• WHAT YOU ARE ASKED TO DO
Starting with the line that has "Target: thumb", retype each line down to the end of the entries below, without leaving any out or adding any.

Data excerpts
"""

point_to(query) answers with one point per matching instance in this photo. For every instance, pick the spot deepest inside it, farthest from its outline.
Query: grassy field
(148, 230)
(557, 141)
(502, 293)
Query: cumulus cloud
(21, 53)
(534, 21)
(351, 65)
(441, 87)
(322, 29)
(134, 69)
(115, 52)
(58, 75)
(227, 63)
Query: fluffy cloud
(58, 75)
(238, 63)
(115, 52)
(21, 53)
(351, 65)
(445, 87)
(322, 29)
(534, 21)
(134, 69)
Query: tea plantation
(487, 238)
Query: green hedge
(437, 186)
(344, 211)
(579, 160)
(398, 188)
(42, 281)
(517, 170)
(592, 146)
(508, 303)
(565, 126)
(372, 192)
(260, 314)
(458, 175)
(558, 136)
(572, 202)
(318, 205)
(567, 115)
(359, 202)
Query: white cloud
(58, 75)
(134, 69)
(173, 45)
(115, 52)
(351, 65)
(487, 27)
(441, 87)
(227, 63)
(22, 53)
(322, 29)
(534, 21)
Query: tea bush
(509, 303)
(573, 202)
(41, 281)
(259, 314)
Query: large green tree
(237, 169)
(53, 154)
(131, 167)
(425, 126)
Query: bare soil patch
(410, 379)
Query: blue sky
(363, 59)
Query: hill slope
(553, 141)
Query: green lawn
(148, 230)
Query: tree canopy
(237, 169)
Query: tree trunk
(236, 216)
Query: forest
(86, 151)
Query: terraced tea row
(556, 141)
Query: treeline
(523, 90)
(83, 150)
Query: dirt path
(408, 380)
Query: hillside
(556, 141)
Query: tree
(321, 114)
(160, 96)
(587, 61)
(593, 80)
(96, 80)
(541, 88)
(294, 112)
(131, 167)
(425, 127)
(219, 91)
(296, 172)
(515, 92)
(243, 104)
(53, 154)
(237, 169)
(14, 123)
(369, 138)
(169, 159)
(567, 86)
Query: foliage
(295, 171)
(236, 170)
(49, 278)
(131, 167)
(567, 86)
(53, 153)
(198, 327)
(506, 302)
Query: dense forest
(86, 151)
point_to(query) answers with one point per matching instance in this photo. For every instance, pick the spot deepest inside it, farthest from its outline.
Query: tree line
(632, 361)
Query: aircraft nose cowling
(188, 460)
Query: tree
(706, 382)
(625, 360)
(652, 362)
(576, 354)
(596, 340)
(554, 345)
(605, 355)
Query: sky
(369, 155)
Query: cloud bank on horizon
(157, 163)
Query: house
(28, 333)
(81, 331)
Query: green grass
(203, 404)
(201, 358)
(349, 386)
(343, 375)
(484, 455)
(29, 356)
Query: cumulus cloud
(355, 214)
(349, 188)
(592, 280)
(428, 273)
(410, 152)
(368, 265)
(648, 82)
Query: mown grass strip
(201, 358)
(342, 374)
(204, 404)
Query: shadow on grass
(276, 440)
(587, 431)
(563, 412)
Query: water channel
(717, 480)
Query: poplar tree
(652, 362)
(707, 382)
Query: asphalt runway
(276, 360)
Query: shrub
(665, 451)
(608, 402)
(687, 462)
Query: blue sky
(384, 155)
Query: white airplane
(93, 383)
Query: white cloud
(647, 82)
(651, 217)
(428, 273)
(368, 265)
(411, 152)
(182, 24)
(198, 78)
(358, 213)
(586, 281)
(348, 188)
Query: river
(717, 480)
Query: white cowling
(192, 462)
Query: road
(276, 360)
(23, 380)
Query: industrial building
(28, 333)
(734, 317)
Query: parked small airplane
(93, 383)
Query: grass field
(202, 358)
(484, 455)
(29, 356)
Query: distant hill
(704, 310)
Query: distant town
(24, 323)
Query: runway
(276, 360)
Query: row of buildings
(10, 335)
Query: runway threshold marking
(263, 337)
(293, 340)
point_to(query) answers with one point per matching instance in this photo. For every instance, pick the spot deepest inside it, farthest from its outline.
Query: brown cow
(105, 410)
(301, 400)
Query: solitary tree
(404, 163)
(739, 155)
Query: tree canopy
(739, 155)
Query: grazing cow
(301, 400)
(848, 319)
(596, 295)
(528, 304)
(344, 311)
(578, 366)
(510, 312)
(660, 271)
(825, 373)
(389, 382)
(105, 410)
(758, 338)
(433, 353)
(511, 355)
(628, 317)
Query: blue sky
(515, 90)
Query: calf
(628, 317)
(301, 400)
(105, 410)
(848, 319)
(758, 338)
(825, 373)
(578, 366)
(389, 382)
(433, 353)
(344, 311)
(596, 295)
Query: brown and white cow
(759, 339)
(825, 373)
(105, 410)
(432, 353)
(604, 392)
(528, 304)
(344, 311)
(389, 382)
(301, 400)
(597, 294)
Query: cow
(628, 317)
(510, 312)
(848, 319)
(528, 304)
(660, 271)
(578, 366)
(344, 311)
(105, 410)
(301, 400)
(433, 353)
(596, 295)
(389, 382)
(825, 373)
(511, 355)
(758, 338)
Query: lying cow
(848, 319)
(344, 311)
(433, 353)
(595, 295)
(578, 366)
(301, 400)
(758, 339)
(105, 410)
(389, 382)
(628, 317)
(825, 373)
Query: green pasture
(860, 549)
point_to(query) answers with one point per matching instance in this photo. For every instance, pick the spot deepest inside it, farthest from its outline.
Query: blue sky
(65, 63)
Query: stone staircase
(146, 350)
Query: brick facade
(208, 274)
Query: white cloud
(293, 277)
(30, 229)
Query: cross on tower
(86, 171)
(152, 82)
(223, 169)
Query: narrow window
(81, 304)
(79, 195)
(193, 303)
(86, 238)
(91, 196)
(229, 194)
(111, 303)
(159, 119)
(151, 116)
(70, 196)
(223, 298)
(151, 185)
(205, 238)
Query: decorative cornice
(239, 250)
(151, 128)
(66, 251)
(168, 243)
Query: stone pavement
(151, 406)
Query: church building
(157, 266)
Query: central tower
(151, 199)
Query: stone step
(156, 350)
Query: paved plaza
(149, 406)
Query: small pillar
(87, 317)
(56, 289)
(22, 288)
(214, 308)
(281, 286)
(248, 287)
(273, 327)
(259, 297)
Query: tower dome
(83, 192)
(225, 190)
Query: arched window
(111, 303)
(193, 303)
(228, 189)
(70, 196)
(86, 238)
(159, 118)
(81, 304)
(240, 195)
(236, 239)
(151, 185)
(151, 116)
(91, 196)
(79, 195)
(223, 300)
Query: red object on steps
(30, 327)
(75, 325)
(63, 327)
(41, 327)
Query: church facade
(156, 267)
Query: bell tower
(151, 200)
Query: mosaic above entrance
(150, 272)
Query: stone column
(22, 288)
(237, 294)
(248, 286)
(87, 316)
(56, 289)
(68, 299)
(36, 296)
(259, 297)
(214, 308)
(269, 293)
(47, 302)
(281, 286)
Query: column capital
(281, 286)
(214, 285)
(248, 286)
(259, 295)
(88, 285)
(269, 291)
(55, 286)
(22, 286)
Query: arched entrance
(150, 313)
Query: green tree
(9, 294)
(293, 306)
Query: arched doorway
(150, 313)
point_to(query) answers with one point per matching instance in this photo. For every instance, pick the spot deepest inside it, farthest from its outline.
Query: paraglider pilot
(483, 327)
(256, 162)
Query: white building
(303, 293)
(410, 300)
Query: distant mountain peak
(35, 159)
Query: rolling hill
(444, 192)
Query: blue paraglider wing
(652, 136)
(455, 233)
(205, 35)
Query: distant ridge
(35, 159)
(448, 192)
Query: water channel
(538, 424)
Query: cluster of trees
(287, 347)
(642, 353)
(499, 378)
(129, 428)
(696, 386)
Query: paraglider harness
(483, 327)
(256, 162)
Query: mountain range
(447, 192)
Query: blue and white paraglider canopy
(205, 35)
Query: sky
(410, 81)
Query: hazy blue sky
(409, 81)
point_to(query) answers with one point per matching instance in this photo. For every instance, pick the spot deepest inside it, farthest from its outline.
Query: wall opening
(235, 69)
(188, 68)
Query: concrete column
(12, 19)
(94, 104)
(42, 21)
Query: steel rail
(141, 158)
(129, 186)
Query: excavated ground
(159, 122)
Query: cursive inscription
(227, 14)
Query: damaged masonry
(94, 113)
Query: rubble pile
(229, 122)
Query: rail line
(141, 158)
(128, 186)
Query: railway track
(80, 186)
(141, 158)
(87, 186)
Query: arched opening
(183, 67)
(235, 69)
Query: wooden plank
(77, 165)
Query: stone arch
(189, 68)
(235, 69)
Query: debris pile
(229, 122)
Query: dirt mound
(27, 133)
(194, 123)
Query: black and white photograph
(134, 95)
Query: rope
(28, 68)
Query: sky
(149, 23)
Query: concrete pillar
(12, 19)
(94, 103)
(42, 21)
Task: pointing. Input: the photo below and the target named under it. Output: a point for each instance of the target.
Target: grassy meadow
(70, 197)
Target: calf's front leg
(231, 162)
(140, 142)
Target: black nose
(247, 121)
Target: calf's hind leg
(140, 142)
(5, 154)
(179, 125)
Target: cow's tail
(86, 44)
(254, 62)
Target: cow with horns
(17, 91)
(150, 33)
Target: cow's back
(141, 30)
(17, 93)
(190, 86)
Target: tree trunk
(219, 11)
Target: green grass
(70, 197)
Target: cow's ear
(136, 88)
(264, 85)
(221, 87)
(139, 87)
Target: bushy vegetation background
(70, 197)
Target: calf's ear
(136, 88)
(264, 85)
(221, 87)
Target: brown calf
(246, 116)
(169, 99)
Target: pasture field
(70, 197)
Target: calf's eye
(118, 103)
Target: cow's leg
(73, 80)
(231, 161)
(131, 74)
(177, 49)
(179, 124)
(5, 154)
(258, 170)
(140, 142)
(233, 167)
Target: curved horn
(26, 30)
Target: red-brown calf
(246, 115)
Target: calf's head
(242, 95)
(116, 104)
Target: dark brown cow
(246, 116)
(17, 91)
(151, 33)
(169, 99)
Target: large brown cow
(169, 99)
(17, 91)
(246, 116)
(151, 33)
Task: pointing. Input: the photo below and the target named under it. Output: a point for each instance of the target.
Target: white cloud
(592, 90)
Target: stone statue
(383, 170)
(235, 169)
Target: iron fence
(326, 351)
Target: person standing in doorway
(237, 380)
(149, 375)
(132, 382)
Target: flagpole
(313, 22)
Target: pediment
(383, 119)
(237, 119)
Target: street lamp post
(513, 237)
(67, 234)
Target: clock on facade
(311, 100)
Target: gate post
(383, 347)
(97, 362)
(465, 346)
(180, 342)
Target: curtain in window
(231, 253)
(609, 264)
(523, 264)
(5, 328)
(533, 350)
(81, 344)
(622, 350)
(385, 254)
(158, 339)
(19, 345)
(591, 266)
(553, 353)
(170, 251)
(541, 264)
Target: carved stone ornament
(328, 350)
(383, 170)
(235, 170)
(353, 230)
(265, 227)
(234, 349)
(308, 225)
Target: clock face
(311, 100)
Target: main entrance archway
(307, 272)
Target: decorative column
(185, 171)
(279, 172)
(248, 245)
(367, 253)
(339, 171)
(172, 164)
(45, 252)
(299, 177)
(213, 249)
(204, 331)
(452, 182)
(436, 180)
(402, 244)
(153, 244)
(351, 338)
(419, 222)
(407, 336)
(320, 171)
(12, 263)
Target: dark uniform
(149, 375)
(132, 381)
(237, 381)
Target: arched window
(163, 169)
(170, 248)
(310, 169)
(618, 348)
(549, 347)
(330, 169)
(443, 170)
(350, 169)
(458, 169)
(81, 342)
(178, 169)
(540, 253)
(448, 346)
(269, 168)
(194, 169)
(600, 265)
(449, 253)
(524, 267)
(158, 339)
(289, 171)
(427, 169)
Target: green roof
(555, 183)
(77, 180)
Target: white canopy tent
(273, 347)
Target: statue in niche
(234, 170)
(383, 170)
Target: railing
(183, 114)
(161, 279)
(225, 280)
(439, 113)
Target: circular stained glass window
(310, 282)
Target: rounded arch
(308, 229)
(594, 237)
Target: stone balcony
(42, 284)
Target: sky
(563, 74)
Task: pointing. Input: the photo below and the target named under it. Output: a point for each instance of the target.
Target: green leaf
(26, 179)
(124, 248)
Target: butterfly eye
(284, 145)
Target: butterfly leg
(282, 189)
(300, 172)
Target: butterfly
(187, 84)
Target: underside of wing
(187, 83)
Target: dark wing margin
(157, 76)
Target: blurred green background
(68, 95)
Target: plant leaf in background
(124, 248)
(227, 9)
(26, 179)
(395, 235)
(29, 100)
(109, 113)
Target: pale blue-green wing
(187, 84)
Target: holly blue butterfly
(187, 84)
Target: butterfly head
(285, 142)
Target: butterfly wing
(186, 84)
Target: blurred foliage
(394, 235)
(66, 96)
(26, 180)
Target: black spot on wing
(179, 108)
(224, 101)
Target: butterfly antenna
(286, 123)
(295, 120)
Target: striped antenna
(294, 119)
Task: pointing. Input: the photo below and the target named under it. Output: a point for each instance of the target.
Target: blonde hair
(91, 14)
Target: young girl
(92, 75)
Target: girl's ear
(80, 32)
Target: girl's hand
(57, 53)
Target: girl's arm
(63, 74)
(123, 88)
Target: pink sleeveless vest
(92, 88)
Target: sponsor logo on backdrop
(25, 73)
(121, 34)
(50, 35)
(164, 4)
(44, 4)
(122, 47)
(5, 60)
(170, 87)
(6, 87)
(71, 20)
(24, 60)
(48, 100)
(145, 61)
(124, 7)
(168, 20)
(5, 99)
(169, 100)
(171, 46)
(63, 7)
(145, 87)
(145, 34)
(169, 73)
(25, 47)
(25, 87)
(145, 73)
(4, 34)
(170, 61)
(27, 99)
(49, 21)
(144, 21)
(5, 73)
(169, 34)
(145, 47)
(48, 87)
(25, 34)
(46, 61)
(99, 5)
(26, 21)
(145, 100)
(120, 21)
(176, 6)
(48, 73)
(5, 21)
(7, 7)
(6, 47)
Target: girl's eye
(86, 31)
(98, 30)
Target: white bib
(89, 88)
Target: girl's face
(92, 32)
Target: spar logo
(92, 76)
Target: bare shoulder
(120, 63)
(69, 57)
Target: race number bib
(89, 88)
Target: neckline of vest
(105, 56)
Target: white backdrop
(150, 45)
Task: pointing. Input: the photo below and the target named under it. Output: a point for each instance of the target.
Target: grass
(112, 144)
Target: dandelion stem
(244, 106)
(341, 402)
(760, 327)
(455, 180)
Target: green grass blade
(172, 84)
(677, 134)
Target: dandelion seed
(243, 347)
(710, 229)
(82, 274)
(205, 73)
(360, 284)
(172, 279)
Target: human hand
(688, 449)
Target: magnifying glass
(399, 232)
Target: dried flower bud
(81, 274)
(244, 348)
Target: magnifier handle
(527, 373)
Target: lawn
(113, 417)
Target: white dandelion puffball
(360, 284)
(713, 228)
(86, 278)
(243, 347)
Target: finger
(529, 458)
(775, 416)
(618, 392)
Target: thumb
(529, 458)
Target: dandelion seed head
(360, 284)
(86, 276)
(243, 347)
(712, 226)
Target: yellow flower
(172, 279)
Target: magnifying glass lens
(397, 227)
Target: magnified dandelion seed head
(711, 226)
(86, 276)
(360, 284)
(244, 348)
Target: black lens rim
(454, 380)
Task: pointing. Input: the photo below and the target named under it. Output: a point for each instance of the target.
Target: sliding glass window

"""

• ANSWER TO THIS TASK
Target: thumb
(529, 458)
Target: dandelion seed head
(360, 284)
(86, 276)
(243, 347)
(712, 226)
Target: yellow flower
(172, 279)
Target: magnifying glass lens
(397, 227)
Target: magnified dandelion seed head
(711, 226)
(86, 276)
(360, 284)
(244, 348)
Target: black lens rim
(454, 380)
Task: pointing. Input: the photo below and the target named under it. Output: a point for each instance of the target.
Target: sliding glass window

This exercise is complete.